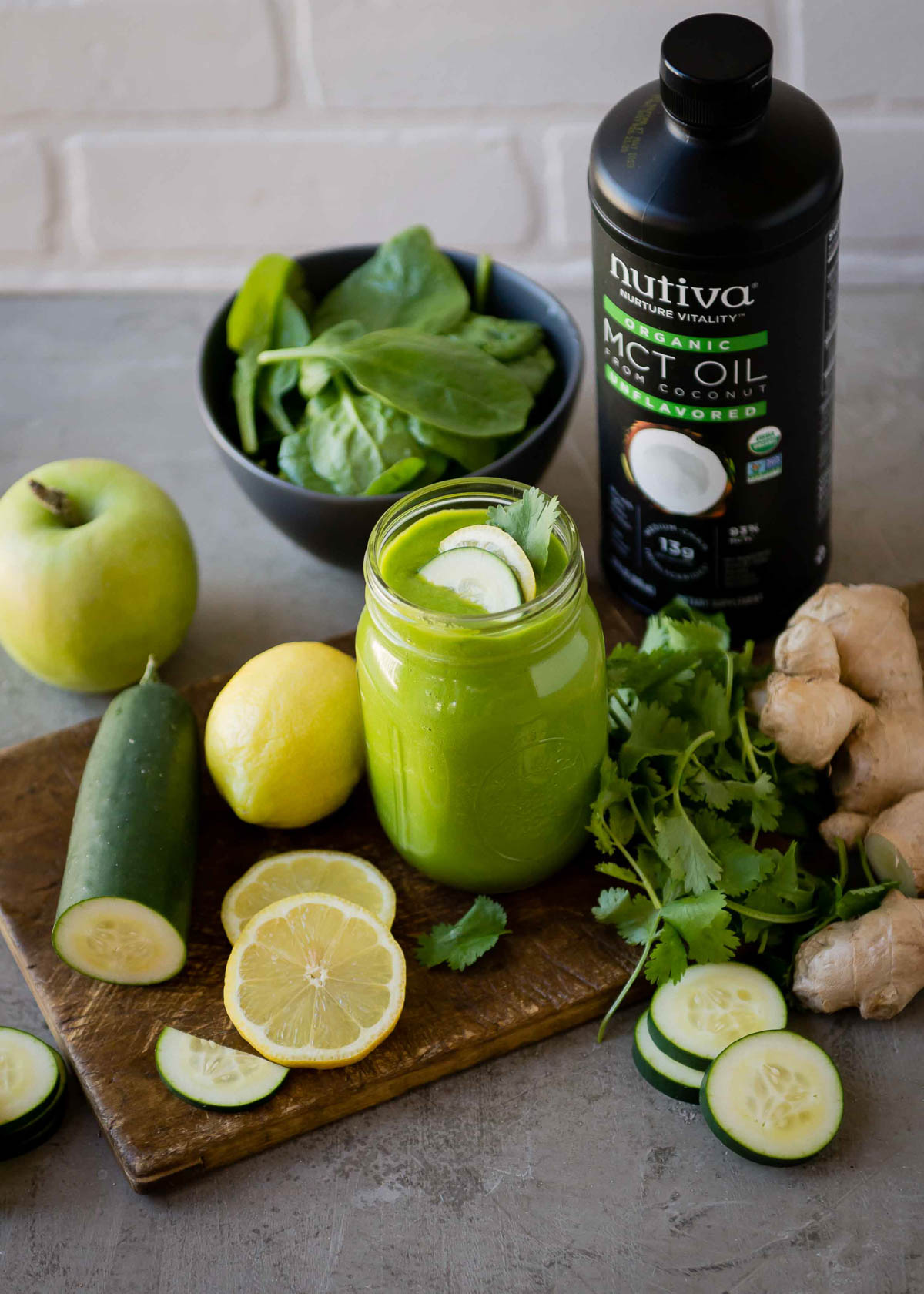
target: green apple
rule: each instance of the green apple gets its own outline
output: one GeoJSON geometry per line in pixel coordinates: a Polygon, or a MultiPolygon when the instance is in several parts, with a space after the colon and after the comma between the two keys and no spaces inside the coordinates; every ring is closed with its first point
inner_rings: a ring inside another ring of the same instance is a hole
{"type": "Polygon", "coordinates": [[[0,498],[0,643],[47,683],[136,683],[182,642],[195,591],[186,523],[131,467],[62,459],[0,498]]]}

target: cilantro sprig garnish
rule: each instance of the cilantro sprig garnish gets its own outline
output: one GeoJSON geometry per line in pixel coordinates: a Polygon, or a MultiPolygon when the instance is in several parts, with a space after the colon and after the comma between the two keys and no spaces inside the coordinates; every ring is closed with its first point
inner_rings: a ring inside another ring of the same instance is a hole
{"type": "Polygon", "coordinates": [[[494,947],[507,929],[507,914],[487,894],[479,894],[454,925],[435,925],[417,941],[417,960],[424,967],[445,963],[450,970],[465,970],[494,947]]]}
{"type": "Polygon", "coordinates": [[[536,575],[549,560],[549,543],[558,516],[558,498],[531,485],[515,503],[494,503],[488,509],[488,525],[498,525],[512,536],[529,558],[536,575]]]}
{"type": "Polygon", "coordinates": [[[642,955],[599,1038],[642,970],[676,982],[691,961],[727,961],[742,942],[779,963],[819,919],[881,898],[845,892],[845,872],[836,883],[809,875],[795,841],[761,848],[762,832],[802,836],[822,817],[817,774],[787,763],[748,708],[765,673],[753,643],[731,651],[725,619],[682,599],[650,617],[639,647],[610,656],[611,756],[590,831],[608,857],[598,871],[620,885],[602,892],[594,916],[642,955]]]}

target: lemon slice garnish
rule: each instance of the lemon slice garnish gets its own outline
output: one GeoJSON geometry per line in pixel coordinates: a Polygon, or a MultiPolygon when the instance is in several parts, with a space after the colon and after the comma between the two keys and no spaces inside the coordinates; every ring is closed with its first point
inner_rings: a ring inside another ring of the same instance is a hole
{"type": "Polygon", "coordinates": [[[292,894],[247,921],[225,970],[225,1011],[280,1065],[352,1065],[404,1005],[404,954],[378,917],[335,894],[292,894]]]}
{"type": "Polygon", "coordinates": [[[256,912],[290,894],[338,894],[358,903],[383,925],[395,920],[395,890],[378,867],[333,849],[296,849],[254,863],[221,903],[221,924],[232,943],[256,912]]]}

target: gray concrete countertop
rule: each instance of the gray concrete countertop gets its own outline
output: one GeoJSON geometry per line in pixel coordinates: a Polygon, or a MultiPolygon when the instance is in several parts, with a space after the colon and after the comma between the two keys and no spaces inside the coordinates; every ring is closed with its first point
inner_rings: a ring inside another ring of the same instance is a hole
{"type": "MultiPolygon", "coordinates": [[[[568,299],[589,336],[589,294],[568,299]]],[[[212,296],[0,300],[0,490],[53,458],[118,458],[188,521],[202,593],[166,675],[236,668],[358,615],[358,576],[290,545],[237,492],[194,402],[212,296]]],[[[924,291],[848,291],[832,577],[924,578],[924,291]]],[[[593,396],[545,485],[598,540],[593,396]]],[[[0,657],[0,745],[100,713],[0,657]]],[[[0,947],[0,1022],[47,1036],[0,947]]],[[[906,1294],[924,1290],[924,996],[889,1024],[800,1017],[841,1068],[817,1162],[762,1168],[638,1079],[621,1014],[159,1197],[135,1196],[83,1097],[0,1163],[9,1294],[906,1294]]]]}

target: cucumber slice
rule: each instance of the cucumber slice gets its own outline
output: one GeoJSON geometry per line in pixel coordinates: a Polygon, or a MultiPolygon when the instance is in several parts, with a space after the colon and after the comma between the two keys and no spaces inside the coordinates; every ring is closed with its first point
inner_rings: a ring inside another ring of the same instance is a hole
{"type": "Polygon", "coordinates": [[[48,1114],[36,1121],[27,1131],[19,1136],[0,1137],[0,1159],[16,1159],[21,1154],[36,1150],[44,1141],[53,1136],[65,1117],[65,1102],[60,1100],[48,1114]]]}
{"type": "Polygon", "coordinates": [[[694,965],[656,990],[648,1008],[655,1046],[694,1069],[764,1029],[786,1029],[786,999],[770,976],[739,961],[694,965]]]}
{"type": "Polygon", "coordinates": [[[841,1124],[837,1066],[815,1043],[788,1029],[739,1038],[718,1056],[700,1088],[716,1136],[756,1163],[802,1163],[841,1124]]]}
{"type": "Polygon", "coordinates": [[[0,1135],[17,1135],[61,1097],[65,1062],[22,1029],[0,1027],[0,1135]]]}
{"type": "Polygon", "coordinates": [[[109,983],[159,983],[186,960],[176,927],[131,898],[75,903],[58,917],[52,941],[67,965],[109,983]]]}
{"type": "Polygon", "coordinates": [[[519,582],[507,563],[484,549],[440,553],[421,567],[419,575],[441,589],[452,589],[481,611],[512,611],[523,602],[519,582]]]}
{"type": "Polygon", "coordinates": [[[635,1024],[635,1035],[632,1042],[632,1058],[635,1069],[652,1087],[665,1096],[673,1096],[677,1101],[699,1101],[699,1090],[703,1086],[703,1070],[692,1069],[690,1065],[681,1065],[678,1060],[665,1056],[660,1048],[655,1047],[655,1040],[648,1029],[648,1012],[643,1011],[635,1024]]]}
{"type": "Polygon", "coordinates": [[[289,1074],[285,1065],[170,1025],[160,1030],[154,1060],[171,1092],[207,1110],[243,1110],[265,1101],[289,1074]]]}
{"type": "Polygon", "coordinates": [[[516,576],[523,600],[531,602],[536,597],[536,572],[529,558],[512,534],[507,534],[500,525],[463,525],[446,534],[440,543],[440,553],[452,553],[453,549],[484,549],[485,553],[493,553],[516,576]]]}

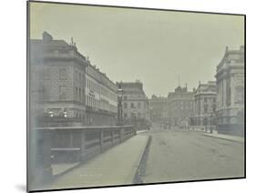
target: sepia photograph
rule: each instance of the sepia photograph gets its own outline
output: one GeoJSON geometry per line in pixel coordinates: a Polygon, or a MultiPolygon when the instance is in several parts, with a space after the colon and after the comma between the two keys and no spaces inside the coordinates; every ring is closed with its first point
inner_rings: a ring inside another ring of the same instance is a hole
{"type": "Polygon", "coordinates": [[[245,15],[27,2],[27,191],[245,178],[245,15]]]}

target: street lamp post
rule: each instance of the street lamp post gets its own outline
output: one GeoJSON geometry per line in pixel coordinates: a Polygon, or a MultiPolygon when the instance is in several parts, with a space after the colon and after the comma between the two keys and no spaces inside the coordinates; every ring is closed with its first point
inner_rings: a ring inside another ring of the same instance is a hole
{"type": "Polygon", "coordinates": [[[212,117],[213,117],[213,116],[214,116],[214,113],[210,113],[210,133],[212,133],[212,125],[213,125],[213,124],[212,124],[212,122],[213,122],[213,121],[212,121],[212,117]]]}
{"type": "Polygon", "coordinates": [[[122,97],[123,97],[123,89],[121,88],[121,85],[119,84],[119,88],[118,89],[118,125],[122,125],[122,97]]]}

————

--- Aim of the exercise ---
Repeat the records from the line with "target: street lamp post" through the end of the records, with 68 added to every coordinate in the answer outlines.

--- Solution to this exercise ---
target: street lamp post
rule: each instance of the street lamp post gets its own outline
output: one GeoJSON geometry per line in pixel coordinates: a Polygon, or a MultiPolygon when the instance is in several parts, with a space after the colon and after the comma between the two keys and no spaces inside the coordinates; every ring is closed with its first point
inner_rings: a ring inside another ring of the same instance is a hole
{"type": "Polygon", "coordinates": [[[280,185],[281,185],[281,184],[282,184],[282,181],[278,181],[278,201],[280,201],[280,193],[281,193],[281,192],[280,192],[280,190],[281,190],[281,189],[280,189],[280,185]]]}
{"type": "Polygon", "coordinates": [[[190,165],[191,165],[191,157],[189,156],[189,153],[187,152],[187,156],[186,157],[186,193],[190,193],[190,165]]]}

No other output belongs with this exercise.